#### SUPPLIED ENTRIES
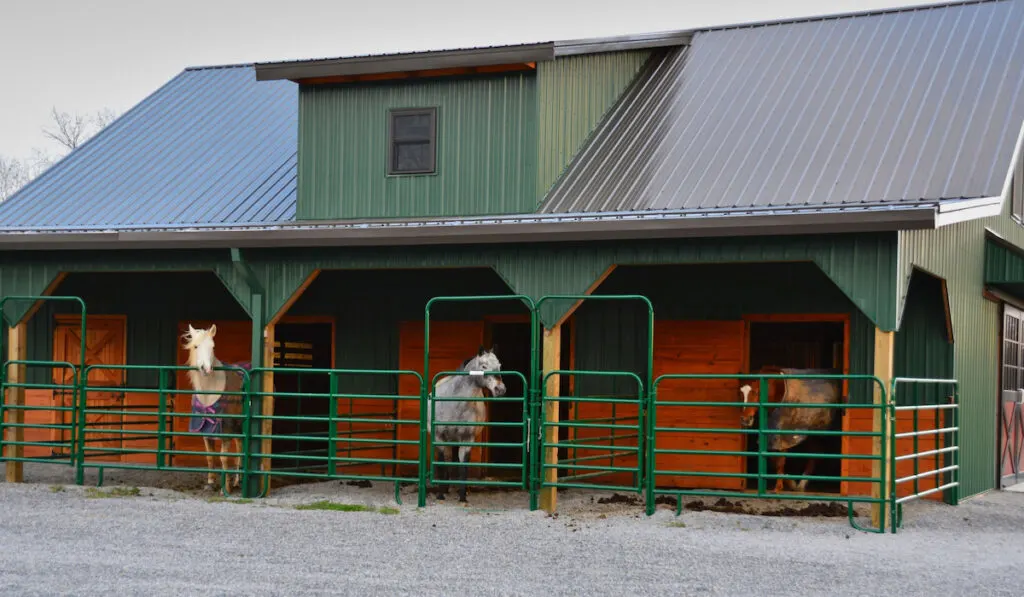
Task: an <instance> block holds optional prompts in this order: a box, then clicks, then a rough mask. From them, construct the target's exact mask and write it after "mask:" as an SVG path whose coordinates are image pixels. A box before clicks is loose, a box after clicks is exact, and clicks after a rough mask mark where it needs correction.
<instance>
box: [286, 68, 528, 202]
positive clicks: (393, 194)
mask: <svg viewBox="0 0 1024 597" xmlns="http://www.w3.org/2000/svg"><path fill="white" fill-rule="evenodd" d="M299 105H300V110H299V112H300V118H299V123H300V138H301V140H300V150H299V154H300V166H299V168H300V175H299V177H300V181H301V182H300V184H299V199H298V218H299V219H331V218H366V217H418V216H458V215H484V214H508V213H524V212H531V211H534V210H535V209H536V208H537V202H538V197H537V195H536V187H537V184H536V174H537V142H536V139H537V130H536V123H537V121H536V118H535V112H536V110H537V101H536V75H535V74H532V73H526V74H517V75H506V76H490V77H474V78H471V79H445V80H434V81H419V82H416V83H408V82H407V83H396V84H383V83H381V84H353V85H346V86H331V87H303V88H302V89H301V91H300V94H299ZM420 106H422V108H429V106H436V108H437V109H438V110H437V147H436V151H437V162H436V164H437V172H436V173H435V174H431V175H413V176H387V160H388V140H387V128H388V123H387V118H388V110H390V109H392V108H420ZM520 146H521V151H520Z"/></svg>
########
#### SUPPLIED ENTRIES
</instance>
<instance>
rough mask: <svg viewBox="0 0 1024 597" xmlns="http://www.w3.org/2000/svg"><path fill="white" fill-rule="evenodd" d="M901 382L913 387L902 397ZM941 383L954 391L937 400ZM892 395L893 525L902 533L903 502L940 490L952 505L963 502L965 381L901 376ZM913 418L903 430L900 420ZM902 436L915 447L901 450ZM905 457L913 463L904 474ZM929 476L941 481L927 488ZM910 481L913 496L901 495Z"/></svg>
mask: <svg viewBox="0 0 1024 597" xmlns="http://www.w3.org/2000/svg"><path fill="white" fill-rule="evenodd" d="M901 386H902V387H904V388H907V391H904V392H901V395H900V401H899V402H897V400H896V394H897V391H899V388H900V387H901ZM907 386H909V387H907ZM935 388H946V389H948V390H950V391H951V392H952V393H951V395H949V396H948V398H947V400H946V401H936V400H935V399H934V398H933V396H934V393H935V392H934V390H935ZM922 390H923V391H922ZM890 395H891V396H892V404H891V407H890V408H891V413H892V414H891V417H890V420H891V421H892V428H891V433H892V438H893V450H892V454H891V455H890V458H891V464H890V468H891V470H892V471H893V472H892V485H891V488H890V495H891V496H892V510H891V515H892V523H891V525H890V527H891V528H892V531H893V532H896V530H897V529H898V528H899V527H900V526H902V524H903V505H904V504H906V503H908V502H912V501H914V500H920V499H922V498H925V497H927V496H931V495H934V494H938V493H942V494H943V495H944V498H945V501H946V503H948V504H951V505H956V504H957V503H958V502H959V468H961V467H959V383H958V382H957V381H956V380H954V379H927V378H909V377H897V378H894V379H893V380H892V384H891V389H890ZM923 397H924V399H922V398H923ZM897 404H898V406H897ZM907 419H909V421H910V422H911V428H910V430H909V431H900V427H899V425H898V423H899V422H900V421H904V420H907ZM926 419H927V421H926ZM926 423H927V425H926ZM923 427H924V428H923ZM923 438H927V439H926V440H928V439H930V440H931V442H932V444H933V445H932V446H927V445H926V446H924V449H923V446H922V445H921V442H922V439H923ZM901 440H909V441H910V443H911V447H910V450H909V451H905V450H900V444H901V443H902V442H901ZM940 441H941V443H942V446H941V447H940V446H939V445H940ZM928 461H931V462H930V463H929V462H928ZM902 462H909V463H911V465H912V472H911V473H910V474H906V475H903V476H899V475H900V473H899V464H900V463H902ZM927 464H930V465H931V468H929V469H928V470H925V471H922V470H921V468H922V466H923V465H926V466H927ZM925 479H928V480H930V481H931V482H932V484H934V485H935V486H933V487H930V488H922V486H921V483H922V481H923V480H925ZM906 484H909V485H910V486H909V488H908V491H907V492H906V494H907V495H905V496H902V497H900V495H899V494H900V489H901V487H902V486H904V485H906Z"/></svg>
########
WHAT THE TASK ASKS: For every line of the data above that contains "instance", copy that line.

ANSWER TO THIS TASK:
Task: an <instance> block holds optional prompts in this order: a box, then clicks, then a rough mask. From them, construct the target's exact mask and write it after "mask:" as an SVG path whose coordinates are image pixels. A box before clicks is loose, a box after clicks is exact, and clicks after a rough mask mark where it needs correction.
<instance>
</instance>
<instance>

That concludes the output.